Provided text:
------------------------------------

In June 1940, under his command, the division took the French town of Saumur, where the head of the French cavalry was located, as well as the famous dressage team Cadre Noir .
Feldt received the clasps of the Iron Cross for his leading. He then was transferred to the Eastern front in central Russia, Operation Barbarossa, battle of Kiev and received the Knight Cross of the Iron Cross . He became a Generalleutnant on 01-02-1941, lost his command mid April 1942 and landed in the infamous Führer Reserve  (see Adolf). Assigned to the Staff of the Military Office Area B in France in the summer of 1942 and mid July 1942 as Chief of the Military Office Area B in Anger the South West of occupied France. Then appointed as commander of Region South West France on 11-01-1943 and promoted to General of the Cavalry.

------------------------------------

Items for labeling regions:

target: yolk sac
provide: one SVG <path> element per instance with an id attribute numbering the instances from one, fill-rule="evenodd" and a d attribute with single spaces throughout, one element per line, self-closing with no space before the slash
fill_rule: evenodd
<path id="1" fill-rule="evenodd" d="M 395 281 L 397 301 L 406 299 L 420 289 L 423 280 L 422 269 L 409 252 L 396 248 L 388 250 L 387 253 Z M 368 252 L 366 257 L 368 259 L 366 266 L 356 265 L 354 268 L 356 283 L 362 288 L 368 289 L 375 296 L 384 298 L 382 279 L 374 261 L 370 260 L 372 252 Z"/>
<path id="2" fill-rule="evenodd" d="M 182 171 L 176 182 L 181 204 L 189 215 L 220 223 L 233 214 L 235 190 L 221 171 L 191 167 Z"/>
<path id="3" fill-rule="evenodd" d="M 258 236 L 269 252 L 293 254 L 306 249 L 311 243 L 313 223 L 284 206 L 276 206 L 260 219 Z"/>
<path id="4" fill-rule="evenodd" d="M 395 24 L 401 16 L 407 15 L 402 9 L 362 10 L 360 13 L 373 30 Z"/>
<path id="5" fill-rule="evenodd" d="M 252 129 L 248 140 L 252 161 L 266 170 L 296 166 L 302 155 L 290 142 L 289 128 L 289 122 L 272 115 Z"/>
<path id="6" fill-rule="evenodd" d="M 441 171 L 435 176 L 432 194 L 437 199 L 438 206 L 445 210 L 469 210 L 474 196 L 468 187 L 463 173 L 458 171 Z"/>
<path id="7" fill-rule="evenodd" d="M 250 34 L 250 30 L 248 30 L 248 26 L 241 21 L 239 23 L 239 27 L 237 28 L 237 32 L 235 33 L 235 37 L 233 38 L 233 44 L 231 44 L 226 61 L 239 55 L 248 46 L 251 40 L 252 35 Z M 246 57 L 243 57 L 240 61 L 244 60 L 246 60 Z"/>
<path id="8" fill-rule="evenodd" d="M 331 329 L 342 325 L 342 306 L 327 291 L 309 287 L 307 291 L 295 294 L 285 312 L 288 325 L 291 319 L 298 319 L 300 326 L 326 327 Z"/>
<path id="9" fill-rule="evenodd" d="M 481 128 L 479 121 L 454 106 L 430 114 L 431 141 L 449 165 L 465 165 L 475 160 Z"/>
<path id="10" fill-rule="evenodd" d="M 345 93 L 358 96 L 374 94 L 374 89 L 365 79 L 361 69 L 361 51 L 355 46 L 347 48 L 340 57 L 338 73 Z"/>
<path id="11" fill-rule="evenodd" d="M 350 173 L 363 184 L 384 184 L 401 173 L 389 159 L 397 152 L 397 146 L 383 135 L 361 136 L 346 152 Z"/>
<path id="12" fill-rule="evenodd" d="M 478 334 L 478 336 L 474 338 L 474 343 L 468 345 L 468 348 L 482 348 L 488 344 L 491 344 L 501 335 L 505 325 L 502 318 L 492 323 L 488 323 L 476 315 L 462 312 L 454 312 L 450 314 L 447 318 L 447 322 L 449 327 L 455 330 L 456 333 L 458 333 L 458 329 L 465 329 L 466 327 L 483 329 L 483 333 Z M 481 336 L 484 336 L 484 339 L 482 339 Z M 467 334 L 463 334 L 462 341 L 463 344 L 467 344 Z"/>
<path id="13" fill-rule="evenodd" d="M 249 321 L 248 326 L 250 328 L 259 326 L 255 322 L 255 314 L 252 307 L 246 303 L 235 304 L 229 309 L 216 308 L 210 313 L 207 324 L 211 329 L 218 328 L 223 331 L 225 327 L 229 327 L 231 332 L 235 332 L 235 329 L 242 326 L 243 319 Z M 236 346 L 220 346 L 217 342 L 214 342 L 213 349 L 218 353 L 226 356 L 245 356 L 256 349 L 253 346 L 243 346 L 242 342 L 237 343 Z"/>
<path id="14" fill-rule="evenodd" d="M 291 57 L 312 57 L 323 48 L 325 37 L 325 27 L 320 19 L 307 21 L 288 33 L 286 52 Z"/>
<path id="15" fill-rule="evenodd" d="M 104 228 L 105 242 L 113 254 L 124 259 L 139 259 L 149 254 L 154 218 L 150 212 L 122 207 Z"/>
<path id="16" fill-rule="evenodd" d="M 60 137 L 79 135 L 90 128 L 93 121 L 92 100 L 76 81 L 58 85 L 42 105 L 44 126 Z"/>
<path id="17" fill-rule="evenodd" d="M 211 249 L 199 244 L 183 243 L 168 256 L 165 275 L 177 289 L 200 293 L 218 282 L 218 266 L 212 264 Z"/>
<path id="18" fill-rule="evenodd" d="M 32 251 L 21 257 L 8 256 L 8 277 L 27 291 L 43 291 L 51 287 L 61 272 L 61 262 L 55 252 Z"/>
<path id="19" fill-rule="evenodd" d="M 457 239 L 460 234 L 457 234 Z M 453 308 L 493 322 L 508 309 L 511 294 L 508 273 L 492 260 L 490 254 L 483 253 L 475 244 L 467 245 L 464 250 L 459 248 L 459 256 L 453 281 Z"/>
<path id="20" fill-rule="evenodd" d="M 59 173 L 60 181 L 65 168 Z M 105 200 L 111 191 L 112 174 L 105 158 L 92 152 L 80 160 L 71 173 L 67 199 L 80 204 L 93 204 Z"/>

------------------------------------

What you will do:
(1) Set down the portion of the text on Feldt's career starting with "In June 1940, under" and going on through "of the Cavalry.", word for word.
(2) Extract the lines of the records verbatim, starting with the first line and going on through the line with "395 281 L 397", both ends included.

Responses:
(1)
In June 1940, under his command, the division took the French town of Saumur, where the head of the French cavalry was located, as well as the famous dressage team Cadre Noir .
Feldt received the clasps of the Iron Cross for his leading. He then was transferred to the Eastern front in central Russia, Operation Barbarossa, battle of Kiev and received the Knight Cross of the Iron Cross . He became a Generalleutnant on 01-02-1941, lost his command mid April 1942 and landed in the infamous Führer Reserve  (see Adolf). Assigned to the Staff of the Military Office Area B in France in the summer of 1942 and mid July 1942 as Chief of the Military Office Area B in Anger the South West of occupied France. Then appointed as commander of Region South West France on 11-01-1943 and promoted to General of the Cavalry.

(2)
target: yolk sac
provide: one SVG <path> element per instance with an id attribute numbering the instances from one, fill-rule="evenodd" and a d attribute with single spaces throughout, one element per line, self-closing with no space before the slash
fill_rule: evenodd
<path id="1" fill-rule="evenodd" d="M 395 281 L 397 301 L 406 299 L 420 289 L 423 280 L 422 269 L 409 252 L 396 248 L 388 250 L 387 253 Z M 368 252 L 366 257 L 368 259 L 366 266 L 356 265 L 354 268 L 356 283 L 362 288 L 368 289 L 375 296 L 384 298 L 382 279 L 374 261 L 370 260 L 372 252 Z"/>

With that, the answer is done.